* **QUOTED TEXT**:
--- BEGIN ---
Fecha de publicación: 
21 August 2023

Contrary to what the media narrative suggests, the US electoral process will be extremely boring and predictable. The truth is that the election format, which weights the decision of each state over the national vote —on which we could dig deeper further ahead— has shown in the last four presidential elections a trend in which around 80% of the states, built loyalty to the same party. It is, no doubts, an unprecedented level of consistency in the world.

From 2008 to the 2020 elections, only 10 states (Arizona, Florida, Georgia, Indiana, Iowa, Michigan, North Carolina, Ohio, Pennsylvania, and Wisconsin) voted for the Democratic and Republican candidates. The likelihood of recurrence of the contest between Democratic President Joe Biden and former Republican President Donald Trump next year presupposes less uncertainty and that many of the means and electoral variables behave in a similar way to what happened in 2020, even though it may not entail the same final result.

According to the records of previous elections, and of different surveys carried out in recent months, the electoral map towards 2024 shows a clear trend in 45 states, which yield 241 votes for the Democrats and 235 for the Republicans, although at least 20 of those tending to Democrats and 17 to the Republicans boast a slight edge of less than 5%, which is absolutely reversible. Meanwhile, five states (Pennsylvania, Georgia, Arizona, Wisconsin and Nevada), which add up to 62 electoral votes, project a technical tie between both parties.
--- END ---
* **RECORD SET**:
--- BEGIN ---
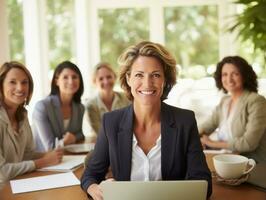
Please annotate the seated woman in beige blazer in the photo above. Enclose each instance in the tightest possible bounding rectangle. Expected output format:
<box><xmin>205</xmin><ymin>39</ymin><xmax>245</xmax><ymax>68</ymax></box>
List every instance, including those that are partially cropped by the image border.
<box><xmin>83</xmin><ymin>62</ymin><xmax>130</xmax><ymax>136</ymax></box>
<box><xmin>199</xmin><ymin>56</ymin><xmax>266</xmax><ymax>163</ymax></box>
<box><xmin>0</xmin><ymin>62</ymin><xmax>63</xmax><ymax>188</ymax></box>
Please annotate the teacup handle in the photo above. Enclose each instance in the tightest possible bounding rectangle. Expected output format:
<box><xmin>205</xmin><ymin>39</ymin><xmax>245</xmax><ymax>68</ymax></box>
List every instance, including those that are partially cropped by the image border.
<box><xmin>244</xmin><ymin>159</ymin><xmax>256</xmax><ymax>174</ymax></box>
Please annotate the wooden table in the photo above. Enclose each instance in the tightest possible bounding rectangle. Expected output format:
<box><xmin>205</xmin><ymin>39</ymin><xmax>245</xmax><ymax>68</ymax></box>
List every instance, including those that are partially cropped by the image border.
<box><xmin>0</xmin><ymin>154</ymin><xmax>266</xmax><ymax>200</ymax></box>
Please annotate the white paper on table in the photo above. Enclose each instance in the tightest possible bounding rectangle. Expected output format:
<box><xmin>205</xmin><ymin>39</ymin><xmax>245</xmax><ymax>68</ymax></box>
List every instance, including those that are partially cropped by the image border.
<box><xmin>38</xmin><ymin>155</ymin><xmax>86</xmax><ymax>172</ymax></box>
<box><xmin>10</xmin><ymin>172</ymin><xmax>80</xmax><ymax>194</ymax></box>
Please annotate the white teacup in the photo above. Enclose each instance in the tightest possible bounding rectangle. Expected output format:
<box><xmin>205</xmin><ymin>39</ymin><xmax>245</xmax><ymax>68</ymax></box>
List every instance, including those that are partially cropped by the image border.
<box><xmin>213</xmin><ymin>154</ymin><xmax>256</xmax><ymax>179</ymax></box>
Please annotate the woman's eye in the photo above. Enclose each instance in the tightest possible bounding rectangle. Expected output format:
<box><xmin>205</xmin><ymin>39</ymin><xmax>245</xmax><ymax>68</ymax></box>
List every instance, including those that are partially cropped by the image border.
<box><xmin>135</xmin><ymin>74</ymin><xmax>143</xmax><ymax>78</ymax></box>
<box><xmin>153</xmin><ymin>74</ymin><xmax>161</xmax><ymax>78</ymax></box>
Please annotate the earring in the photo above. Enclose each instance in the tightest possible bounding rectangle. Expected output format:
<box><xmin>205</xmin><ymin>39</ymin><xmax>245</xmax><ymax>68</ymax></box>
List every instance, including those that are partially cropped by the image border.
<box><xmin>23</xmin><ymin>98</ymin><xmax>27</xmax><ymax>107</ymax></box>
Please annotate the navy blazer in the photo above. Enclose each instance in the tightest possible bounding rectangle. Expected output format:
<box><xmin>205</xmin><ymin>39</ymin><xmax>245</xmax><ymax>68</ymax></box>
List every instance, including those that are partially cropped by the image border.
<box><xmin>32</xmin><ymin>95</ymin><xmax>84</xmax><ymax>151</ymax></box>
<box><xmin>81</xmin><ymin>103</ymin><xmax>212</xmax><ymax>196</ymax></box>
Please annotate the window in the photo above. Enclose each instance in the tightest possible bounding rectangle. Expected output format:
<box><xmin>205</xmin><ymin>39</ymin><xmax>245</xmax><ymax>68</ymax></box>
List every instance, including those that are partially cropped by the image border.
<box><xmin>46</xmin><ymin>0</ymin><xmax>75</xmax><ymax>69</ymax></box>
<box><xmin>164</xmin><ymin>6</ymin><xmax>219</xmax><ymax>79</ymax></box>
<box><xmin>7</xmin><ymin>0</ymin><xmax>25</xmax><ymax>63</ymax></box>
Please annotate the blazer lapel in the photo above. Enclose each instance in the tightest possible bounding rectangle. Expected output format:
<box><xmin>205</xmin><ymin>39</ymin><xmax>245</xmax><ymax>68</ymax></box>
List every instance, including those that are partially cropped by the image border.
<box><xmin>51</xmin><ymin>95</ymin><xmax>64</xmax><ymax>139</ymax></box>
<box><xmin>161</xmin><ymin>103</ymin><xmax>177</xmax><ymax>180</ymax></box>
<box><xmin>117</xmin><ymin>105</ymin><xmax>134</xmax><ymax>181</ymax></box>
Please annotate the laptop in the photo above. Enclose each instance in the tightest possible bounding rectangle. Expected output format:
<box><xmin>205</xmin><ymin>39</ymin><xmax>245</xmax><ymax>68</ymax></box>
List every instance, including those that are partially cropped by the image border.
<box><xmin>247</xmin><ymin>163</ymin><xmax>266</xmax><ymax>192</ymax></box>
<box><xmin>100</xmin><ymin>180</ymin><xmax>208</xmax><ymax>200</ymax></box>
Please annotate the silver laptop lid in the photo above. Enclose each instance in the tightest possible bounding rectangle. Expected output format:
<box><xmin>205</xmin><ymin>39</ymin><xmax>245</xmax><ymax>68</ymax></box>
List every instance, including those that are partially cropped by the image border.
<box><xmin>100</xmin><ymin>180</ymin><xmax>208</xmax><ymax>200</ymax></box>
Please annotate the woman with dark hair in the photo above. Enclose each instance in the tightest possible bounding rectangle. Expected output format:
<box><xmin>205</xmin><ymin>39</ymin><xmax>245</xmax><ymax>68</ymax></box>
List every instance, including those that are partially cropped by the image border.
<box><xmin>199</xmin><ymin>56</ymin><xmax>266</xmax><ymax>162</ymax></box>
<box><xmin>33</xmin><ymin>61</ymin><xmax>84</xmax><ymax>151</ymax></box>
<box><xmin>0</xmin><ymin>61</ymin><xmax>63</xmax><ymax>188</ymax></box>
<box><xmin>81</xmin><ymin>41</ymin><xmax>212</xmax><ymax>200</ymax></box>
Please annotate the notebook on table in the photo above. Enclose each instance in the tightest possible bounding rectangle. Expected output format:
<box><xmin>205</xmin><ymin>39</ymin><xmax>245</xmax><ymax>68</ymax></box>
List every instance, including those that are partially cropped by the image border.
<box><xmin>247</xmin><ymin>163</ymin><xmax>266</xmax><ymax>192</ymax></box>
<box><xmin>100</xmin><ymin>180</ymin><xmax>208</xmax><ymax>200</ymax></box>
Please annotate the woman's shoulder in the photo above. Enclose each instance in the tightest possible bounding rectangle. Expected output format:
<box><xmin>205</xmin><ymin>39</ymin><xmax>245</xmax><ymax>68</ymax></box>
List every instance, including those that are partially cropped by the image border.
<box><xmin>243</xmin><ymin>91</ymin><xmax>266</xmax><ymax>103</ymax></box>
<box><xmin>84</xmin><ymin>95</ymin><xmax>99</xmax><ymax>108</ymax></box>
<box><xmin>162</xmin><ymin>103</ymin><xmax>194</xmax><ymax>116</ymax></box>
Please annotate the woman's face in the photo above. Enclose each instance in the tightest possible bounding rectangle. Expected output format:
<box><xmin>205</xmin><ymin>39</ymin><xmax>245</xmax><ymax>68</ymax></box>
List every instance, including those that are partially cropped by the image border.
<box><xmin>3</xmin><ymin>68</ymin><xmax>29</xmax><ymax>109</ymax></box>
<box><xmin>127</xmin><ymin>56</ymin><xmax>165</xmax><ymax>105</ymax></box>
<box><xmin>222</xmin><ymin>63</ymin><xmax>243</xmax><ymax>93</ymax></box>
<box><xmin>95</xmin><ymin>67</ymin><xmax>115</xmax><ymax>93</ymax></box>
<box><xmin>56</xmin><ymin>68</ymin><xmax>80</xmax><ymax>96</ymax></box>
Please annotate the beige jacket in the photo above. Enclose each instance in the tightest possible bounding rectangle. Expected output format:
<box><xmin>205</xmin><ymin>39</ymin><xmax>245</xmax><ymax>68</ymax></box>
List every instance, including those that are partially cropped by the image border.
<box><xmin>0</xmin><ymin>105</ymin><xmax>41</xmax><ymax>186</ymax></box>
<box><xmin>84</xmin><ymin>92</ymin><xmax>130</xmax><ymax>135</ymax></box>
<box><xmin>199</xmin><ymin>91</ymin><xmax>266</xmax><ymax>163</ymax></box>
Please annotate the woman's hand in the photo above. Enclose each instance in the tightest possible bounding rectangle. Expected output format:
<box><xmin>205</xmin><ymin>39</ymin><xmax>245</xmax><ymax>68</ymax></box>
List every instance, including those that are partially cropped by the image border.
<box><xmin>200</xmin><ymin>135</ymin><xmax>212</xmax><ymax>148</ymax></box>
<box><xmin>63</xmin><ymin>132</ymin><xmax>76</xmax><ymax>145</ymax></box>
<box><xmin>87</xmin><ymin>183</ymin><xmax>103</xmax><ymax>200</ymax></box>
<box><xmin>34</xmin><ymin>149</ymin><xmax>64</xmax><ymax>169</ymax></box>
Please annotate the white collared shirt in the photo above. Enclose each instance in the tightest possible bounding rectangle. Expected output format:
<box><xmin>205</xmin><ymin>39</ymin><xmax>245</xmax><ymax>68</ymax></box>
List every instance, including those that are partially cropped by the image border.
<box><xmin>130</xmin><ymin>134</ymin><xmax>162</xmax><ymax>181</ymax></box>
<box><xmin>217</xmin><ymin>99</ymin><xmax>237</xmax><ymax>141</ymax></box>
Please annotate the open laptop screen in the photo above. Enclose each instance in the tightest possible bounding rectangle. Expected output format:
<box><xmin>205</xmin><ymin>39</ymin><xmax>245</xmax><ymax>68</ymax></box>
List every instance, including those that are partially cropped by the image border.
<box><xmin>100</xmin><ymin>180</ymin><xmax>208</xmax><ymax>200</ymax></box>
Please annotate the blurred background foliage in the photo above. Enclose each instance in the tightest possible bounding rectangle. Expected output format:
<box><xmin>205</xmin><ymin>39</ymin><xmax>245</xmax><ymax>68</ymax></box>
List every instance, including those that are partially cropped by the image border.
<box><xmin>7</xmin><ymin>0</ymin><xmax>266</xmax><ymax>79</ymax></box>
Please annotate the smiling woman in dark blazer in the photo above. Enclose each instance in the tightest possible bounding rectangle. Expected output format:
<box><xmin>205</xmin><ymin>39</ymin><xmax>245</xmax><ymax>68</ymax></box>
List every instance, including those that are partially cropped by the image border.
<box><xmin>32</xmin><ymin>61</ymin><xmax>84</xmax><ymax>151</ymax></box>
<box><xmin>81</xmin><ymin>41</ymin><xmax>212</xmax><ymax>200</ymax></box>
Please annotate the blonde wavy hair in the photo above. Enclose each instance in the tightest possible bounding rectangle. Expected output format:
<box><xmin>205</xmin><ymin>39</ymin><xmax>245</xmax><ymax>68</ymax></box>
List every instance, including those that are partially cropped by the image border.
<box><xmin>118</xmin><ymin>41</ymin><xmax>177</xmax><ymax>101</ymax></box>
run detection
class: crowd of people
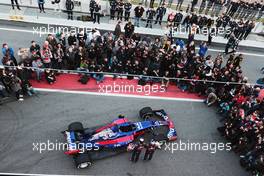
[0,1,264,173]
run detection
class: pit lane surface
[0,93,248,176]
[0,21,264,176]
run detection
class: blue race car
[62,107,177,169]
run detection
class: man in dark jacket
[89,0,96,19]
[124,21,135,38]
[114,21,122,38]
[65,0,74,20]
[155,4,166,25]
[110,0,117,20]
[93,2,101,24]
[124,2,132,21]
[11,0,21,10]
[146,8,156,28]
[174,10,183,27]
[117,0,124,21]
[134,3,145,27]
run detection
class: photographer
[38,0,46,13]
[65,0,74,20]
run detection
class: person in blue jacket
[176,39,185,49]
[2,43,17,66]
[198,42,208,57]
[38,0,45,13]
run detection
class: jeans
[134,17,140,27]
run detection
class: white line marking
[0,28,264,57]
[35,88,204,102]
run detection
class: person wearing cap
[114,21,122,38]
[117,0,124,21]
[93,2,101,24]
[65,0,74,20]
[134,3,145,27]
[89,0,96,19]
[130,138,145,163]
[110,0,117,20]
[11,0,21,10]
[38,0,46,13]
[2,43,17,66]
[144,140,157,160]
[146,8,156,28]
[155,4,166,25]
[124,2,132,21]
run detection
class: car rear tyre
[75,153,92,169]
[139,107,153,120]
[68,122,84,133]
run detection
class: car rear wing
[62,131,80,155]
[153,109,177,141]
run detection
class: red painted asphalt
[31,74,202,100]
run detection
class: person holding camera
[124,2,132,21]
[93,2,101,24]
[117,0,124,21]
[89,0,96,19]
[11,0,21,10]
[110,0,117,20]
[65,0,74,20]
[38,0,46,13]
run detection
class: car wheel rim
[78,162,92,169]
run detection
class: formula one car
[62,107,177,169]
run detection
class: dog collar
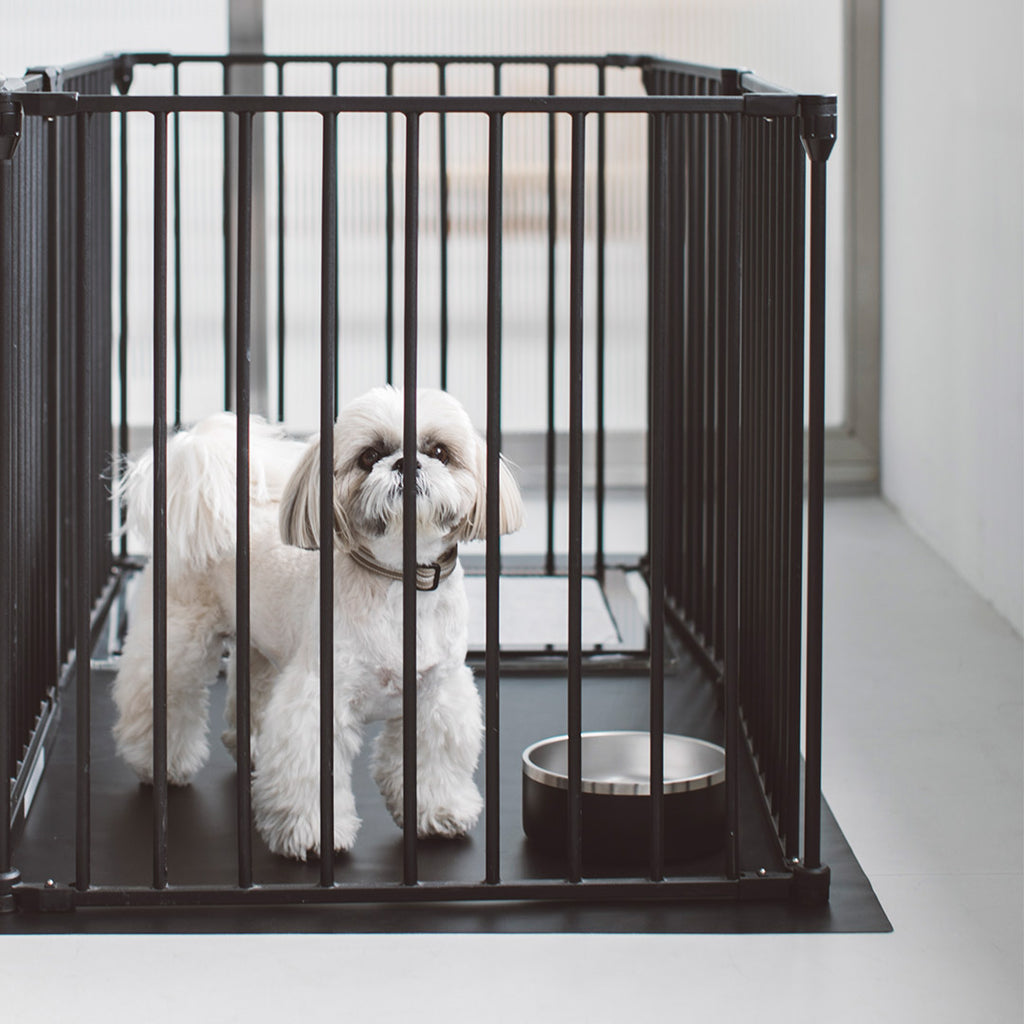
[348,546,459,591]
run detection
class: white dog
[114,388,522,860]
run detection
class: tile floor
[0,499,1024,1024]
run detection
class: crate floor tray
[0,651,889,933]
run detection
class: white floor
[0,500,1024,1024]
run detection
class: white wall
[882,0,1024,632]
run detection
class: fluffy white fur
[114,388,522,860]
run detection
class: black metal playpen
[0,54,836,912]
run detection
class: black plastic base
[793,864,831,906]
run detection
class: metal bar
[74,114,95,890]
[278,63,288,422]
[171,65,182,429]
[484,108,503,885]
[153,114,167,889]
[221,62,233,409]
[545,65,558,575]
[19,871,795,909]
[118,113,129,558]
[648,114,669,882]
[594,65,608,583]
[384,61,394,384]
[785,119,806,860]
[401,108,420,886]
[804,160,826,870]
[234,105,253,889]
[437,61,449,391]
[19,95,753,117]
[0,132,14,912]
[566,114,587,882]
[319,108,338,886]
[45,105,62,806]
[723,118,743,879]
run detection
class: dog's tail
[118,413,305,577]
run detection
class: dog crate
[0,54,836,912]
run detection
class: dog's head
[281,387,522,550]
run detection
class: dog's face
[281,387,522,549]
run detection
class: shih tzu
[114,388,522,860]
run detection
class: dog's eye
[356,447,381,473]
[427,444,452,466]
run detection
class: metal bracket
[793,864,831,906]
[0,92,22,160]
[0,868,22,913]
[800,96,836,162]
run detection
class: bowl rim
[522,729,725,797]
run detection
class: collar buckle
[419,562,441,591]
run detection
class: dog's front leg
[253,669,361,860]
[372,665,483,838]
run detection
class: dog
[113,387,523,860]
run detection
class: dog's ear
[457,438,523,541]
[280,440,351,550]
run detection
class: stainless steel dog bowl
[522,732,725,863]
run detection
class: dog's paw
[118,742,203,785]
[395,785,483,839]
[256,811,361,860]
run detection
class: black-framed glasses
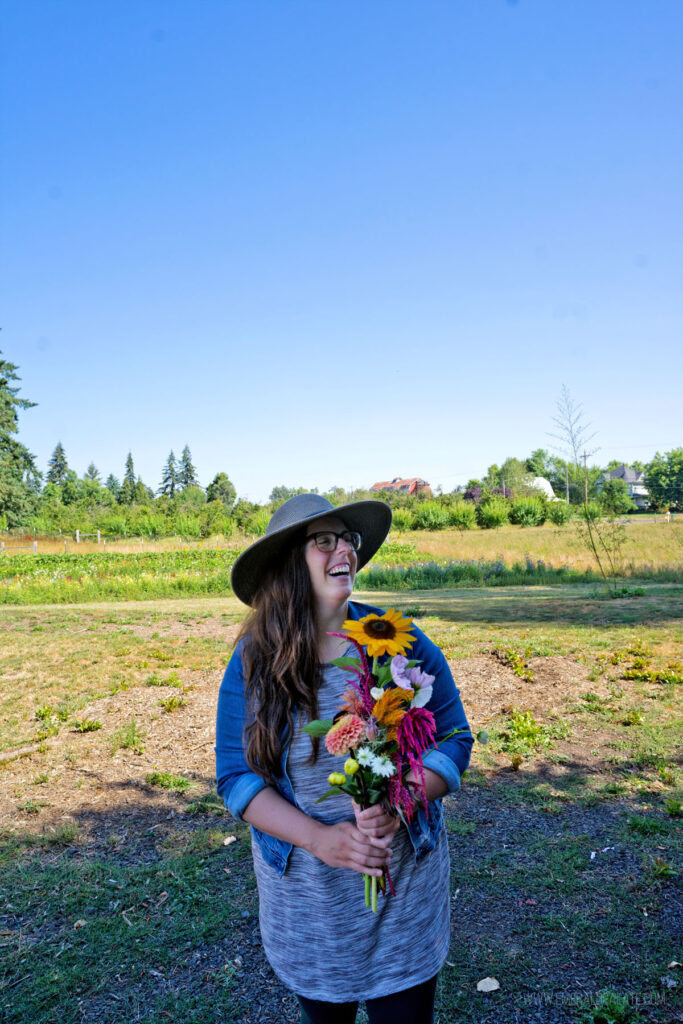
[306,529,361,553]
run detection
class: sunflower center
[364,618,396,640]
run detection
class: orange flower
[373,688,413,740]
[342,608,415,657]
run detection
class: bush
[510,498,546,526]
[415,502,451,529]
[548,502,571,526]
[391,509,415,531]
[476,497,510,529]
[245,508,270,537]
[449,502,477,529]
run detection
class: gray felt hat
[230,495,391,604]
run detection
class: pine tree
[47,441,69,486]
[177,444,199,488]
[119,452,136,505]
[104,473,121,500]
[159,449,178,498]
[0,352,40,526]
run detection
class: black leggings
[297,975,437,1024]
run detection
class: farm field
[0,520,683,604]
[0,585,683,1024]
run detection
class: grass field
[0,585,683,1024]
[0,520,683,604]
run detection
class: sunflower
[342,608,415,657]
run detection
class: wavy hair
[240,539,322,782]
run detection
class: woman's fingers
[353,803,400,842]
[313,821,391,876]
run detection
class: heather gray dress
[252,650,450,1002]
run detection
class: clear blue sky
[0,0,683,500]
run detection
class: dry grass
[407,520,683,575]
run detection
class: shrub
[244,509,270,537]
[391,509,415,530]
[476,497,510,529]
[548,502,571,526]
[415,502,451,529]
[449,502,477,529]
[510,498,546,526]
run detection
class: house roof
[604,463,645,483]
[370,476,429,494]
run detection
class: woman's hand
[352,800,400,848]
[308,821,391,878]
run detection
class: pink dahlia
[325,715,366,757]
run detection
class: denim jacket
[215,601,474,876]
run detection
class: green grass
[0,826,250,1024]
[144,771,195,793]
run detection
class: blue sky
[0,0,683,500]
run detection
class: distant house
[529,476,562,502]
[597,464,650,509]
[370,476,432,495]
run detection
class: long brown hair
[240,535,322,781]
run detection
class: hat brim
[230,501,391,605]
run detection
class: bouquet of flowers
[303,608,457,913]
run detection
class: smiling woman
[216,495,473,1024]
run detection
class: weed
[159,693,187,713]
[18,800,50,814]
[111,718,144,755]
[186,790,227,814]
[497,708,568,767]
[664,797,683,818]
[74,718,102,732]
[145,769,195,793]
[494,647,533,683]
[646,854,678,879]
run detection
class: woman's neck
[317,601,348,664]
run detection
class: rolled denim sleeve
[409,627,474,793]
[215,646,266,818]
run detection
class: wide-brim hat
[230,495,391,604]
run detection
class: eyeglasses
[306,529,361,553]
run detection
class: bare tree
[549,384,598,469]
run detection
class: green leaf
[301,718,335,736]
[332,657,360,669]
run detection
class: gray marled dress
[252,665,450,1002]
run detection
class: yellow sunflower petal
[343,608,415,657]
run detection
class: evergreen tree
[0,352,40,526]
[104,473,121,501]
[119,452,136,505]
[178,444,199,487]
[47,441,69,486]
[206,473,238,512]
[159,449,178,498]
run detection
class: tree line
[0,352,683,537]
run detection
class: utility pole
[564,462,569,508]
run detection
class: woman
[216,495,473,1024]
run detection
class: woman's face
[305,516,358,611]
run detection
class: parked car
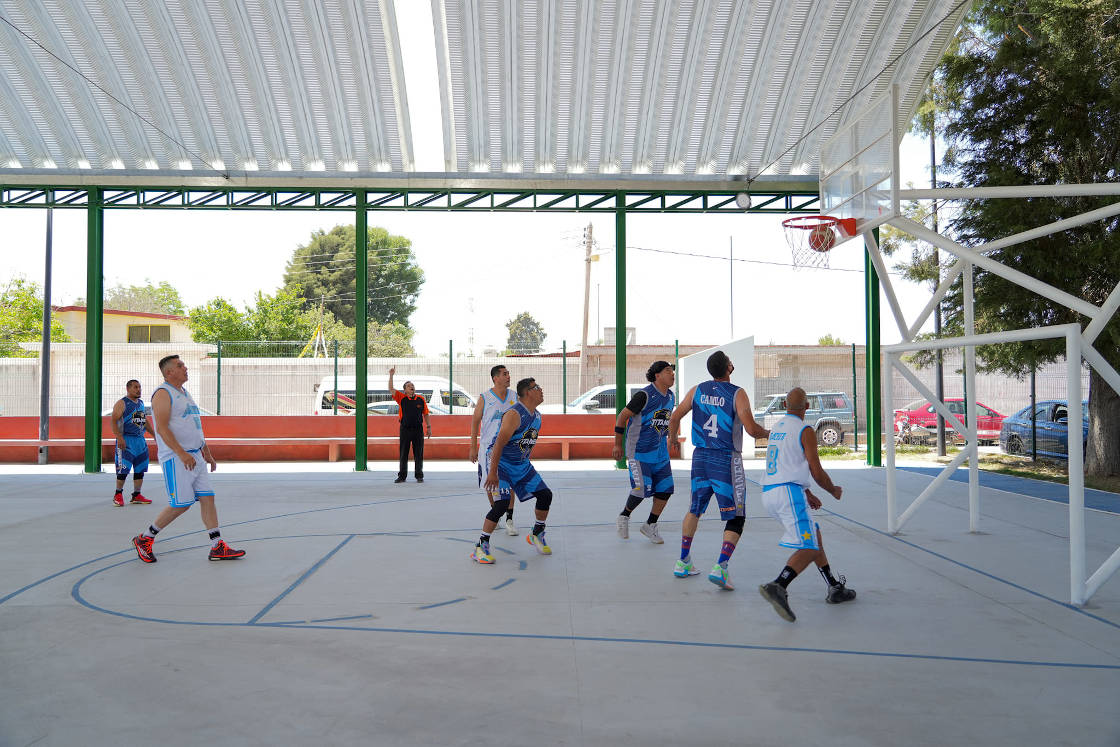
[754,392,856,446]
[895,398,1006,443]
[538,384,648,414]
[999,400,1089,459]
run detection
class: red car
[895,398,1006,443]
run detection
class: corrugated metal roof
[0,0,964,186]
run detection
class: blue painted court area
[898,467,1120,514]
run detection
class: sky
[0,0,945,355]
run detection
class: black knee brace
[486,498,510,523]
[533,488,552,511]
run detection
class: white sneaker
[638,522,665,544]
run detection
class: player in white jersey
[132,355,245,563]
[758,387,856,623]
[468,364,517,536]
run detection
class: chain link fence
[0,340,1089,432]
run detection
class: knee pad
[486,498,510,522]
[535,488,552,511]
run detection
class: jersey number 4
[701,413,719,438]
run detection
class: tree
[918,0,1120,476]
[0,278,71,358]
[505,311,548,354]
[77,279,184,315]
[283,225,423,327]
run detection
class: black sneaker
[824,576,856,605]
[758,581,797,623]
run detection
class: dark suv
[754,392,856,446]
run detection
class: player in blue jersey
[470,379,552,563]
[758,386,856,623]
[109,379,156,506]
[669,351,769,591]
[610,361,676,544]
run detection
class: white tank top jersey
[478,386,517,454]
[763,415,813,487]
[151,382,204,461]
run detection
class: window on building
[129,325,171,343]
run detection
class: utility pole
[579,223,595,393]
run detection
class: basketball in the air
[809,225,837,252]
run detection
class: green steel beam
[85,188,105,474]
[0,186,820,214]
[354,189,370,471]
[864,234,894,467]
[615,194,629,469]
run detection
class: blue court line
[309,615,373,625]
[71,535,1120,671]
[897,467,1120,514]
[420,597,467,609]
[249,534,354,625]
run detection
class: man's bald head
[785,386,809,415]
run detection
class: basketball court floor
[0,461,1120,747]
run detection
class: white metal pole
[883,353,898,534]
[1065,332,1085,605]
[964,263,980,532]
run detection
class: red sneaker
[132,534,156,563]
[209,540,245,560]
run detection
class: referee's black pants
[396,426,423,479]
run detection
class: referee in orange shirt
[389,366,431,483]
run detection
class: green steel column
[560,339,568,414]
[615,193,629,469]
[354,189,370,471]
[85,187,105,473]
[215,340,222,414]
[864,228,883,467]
--- END ---
* **WHAT THE TASK REQUIRES**:
Pick up the article on the 2024 US electoral map from its final sentence and carry it forward. The records have nothing to do with the article on the 2024 US electoral map.

* **FINAL ANSWER**:
If we take into account that the states with a clear tendency do not guarantee any of the contenders the 270 votes necessary to win the presidency, it is to be expected that the electoral battle will focus on the mentioned states. At this point, we must remember that Pennsylvania (19 electoral votes, EV), Georgia (16 EV), Arizona (11 EV) and Wisconsin (10 EV), were the most closely contested states in the 2020 presidential elections. All of them were won by Biden by a narrow margin, while Trump had won them in 2016.

In the case of Nevada (6 EV), it has been won by Democrats since 2008.This time, polls show a shift towards parity. The Democratic candidate will need 29 of those 62 votes, while the Republican will have to secure 35; in a range of variants that can point to an extremely close final result, which of course, will be questioned by the loser candidate.

In short, as I know you are living a hectic life and you want me to get to the core of matter, I suggest you not to focus on the US electoral process. Instead, take your attention into these five states which, barring a last-minute surprise, are the states that will define the next US president in the next term. Do you now understand why I had said before it would be very boring and predictable electoral process?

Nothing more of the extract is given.